Prompt 1:
Rewrite the passage of the profile of Dr. Harry Marshak from "PHOTOGRAPHS BY ETHAN" to "very rare specialty.", putting "oculofacial plastic surgery" in place of "oculoplastic surgery".
Prompt 2:
According to the profile of Dr. Harry Marshak, why does he love his work with eyelids?

Extract:
[Start of Attachment]
Dr. Harry Marshak is specially trained to operate on all structures surrounding the eye, but what he’s known for is his work with eyelids.
PHOTOGRAPHS BY ETHAN KAMINSKY
After earning his board certification in ophthalmic surgery, Cornell University Medical College and University of Southern California graduate Dr. Harry Marshak pursued further studies in oculoplastic surgery at USC’s Doheny Eye Institute. It’s a very rare specialty.
Harry Marshak, M.D.
“There are only 600 of us in the country,” says the Los Angeles native, adding that he’s one of two such experts in the entire Coachella Valley.
As such, while part of his practice — established on El Paseo in Palm Desert in 2010 — involves skincare and facial procedures such as brow lifts and facelifts, plus Botox, chemical skin peels, and facial fillers, he’s specially trained to operate (for both reconstruction and cosmetic purposes) on all structures surrounding the eye.
That includes the tear ducts, eye sockets, and bones around the eyes. But what he’s become best known for is his work with eyelids. “I love it because it’s creative. I individualize my treatment and my surgeries to each patient.
[End of Attachment]
Information given:
[Start of Attachment]
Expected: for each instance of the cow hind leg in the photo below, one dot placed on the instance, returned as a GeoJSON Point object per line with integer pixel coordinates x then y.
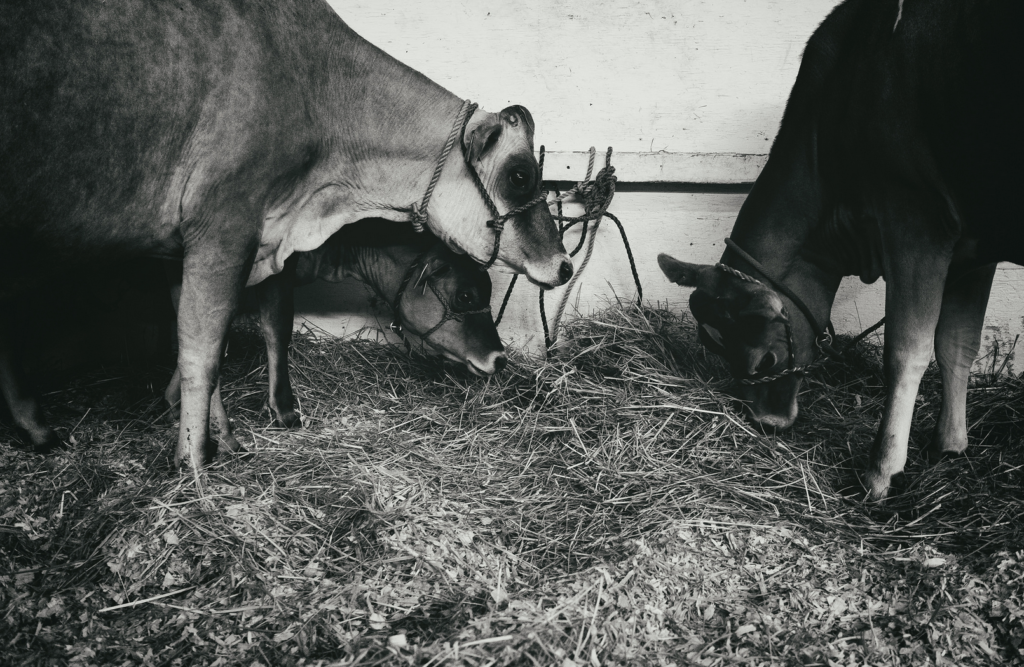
{"type": "Point", "coordinates": [957, 337]}
{"type": "Point", "coordinates": [24, 406]}
{"type": "Point", "coordinates": [276, 304]}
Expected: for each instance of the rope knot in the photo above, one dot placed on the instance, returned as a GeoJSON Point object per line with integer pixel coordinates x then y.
{"type": "Point", "coordinates": [418, 217]}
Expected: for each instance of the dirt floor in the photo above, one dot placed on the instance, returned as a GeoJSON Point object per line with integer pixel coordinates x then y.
{"type": "Point", "coordinates": [608, 506]}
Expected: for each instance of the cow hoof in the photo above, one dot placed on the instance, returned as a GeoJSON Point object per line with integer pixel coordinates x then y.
{"type": "Point", "coordinates": [290, 419]}
{"type": "Point", "coordinates": [877, 486]}
{"type": "Point", "coordinates": [227, 445]}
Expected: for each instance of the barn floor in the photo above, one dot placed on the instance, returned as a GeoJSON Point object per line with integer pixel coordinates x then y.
{"type": "Point", "coordinates": [607, 507]}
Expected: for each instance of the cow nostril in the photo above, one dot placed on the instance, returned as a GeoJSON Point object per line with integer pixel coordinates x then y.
{"type": "Point", "coordinates": [565, 271]}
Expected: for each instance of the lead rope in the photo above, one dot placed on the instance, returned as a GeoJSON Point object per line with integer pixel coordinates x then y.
{"type": "Point", "coordinates": [822, 335]}
{"type": "Point", "coordinates": [449, 315]}
{"type": "Point", "coordinates": [595, 196]}
{"type": "Point", "coordinates": [419, 215]}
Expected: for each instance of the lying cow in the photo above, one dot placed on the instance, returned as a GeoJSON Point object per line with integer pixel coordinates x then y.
{"type": "Point", "coordinates": [898, 157]}
{"type": "Point", "coordinates": [232, 135]}
{"type": "Point", "coordinates": [438, 297]}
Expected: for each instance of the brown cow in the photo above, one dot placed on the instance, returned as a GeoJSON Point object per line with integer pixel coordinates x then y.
{"type": "Point", "coordinates": [898, 157]}
{"type": "Point", "coordinates": [231, 135]}
{"type": "Point", "coordinates": [440, 301]}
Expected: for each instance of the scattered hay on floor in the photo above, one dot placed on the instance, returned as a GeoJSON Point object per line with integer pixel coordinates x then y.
{"type": "Point", "coordinates": [607, 506]}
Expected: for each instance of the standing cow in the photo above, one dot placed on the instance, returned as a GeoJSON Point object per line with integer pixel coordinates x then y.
{"type": "Point", "coordinates": [898, 157]}
{"type": "Point", "coordinates": [233, 135]}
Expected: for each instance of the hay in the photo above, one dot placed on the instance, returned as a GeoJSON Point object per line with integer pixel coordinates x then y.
{"type": "Point", "coordinates": [608, 506]}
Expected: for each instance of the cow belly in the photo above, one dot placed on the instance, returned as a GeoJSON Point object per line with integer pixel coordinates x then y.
{"type": "Point", "coordinates": [122, 124]}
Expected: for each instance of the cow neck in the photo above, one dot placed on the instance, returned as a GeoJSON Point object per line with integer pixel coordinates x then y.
{"type": "Point", "coordinates": [774, 223]}
{"type": "Point", "coordinates": [381, 268]}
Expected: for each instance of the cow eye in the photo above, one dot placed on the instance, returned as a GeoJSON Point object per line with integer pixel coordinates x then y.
{"type": "Point", "coordinates": [519, 178]}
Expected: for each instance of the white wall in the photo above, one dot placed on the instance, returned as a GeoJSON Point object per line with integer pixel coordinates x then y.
{"type": "Point", "coordinates": [686, 91]}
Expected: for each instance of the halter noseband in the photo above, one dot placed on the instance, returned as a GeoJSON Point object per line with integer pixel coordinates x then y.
{"type": "Point", "coordinates": [822, 335]}
{"type": "Point", "coordinates": [450, 314]}
{"type": "Point", "coordinates": [497, 222]}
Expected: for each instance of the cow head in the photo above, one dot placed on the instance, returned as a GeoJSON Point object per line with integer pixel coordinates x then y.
{"type": "Point", "coordinates": [500, 148]}
{"type": "Point", "coordinates": [451, 288]}
{"type": "Point", "coordinates": [749, 326]}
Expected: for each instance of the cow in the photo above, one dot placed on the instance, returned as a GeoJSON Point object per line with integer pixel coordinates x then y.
{"type": "Point", "coordinates": [230, 135]}
{"type": "Point", "coordinates": [438, 298]}
{"type": "Point", "coordinates": [897, 157]}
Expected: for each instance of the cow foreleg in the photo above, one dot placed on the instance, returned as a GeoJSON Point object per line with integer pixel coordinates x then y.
{"type": "Point", "coordinates": [276, 306]}
{"type": "Point", "coordinates": [220, 424]}
{"type": "Point", "coordinates": [213, 278]}
{"type": "Point", "coordinates": [22, 402]}
{"type": "Point", "coordinates": [956, 340]}
{"type": "Point", "coordinates": [914, 281]}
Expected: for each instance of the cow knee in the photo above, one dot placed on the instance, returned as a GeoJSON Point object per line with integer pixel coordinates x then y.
{"type": "Point", "coordinates": [948, 438]}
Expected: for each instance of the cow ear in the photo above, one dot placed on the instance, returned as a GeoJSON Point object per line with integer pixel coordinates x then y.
{"type": "Point", "coordinates": [684, 274]}
{"type": "Point", "coordinates": [481, 135]}
{"type": "Point", "coordinates": [761, 362]}
{"type": "Point", "coordinates": [518, 114]}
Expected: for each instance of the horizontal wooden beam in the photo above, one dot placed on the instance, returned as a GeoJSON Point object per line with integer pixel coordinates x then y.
{"type": "Point", "coordinates": [659, 167]}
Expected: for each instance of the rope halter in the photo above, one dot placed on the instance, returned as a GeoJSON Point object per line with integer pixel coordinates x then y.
{"type": "Point", "coordinates": [822, 335]}
{"type": "Point", "coordinates": [450, 314]}
{"type": "Point", "coordinates": [497, 222]}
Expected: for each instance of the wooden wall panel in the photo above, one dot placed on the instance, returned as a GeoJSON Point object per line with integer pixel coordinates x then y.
{"type": "Point", "coordinates": [686, 91]}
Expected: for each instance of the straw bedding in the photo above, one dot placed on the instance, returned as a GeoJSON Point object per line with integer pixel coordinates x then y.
{"type": "Point", "coordinates": [609, 506]}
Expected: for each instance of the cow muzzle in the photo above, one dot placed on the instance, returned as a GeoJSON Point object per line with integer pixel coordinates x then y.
{"type": "Point", "coordinates": [772, 406]}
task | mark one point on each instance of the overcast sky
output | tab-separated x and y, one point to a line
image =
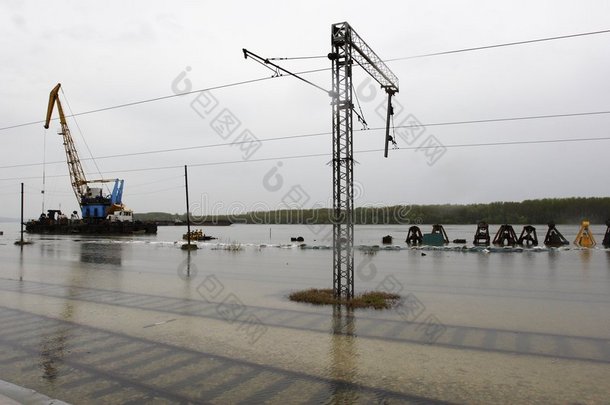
115	52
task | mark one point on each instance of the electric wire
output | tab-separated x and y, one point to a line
316	134
479	48
243	82
328	154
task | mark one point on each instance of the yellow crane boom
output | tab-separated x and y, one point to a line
77	175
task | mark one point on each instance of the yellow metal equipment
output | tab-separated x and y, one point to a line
585	238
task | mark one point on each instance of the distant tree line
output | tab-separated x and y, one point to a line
557	210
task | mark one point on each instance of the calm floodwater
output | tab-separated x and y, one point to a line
532	326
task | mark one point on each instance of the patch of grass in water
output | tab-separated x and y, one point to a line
368	299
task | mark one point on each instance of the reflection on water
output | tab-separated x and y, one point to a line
585	259
343	356
53	346
101	253
21	263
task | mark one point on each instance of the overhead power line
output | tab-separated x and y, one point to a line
327	154
316	134
243	82
480	48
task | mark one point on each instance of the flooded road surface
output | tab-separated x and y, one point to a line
120	320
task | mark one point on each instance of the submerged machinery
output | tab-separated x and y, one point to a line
100	213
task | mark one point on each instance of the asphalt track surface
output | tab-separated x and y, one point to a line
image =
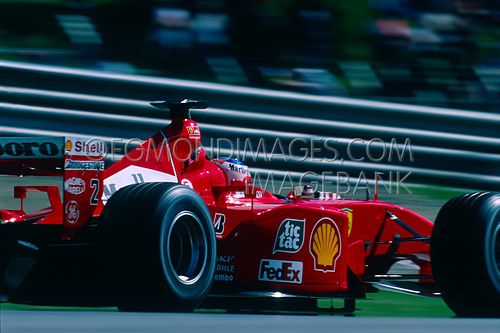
95	322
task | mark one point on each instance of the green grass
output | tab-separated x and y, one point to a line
382	304
389	304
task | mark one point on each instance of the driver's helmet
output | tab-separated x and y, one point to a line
236	171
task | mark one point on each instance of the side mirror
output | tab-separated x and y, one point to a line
302	190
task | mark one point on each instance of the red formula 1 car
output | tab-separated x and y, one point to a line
165	226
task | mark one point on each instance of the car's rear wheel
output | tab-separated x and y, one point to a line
159	246
465	254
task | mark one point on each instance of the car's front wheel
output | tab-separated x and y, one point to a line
159	247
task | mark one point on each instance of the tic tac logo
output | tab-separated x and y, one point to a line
280	271
72	212
290	236
219	221
325	245
74	185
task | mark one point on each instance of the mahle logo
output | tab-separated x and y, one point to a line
290	236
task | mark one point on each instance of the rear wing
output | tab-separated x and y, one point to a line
76	163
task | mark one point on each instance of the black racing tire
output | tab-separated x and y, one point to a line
465	254
159	247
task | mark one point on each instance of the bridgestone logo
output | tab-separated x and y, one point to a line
280	271
290	236
83	165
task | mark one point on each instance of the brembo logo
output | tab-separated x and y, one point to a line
290	236
29	149
280	271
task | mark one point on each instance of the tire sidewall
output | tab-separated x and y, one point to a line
169	207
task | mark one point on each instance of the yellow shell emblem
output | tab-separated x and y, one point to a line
348	211
325	245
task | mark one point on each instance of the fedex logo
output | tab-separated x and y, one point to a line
280	271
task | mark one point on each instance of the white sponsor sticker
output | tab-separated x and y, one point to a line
85	147
280	271
23	147
74	185
133	175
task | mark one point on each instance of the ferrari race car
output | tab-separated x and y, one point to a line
164	228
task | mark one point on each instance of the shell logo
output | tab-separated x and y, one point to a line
348	211
69	145
325	245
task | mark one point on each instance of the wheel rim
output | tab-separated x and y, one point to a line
496	249
186	248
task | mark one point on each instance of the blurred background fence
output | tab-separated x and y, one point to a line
449	146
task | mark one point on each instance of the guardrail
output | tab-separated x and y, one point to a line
449	146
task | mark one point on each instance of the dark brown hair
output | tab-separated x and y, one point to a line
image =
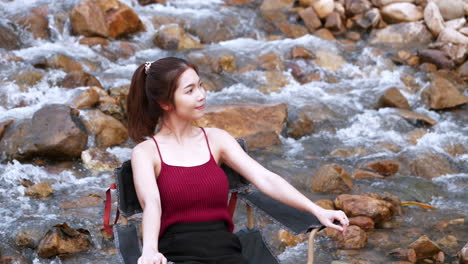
[End of Attachment]
Your solution 1:
PHOTOGRAPHS BY ETHAN KAMINSKY
After earning his board certification in ophthalmic surgery, Cornell University Medical College and University of Southern California graduate Dr. Harry Marshak pursued further studies in oculofacial plastic surgery at USC’s Doheny Eye Institute. It’s a very rare specialty.

Your solution 2:
He loves it because it is creative. He adds that he individualizes his treatment and surgeries to each patient.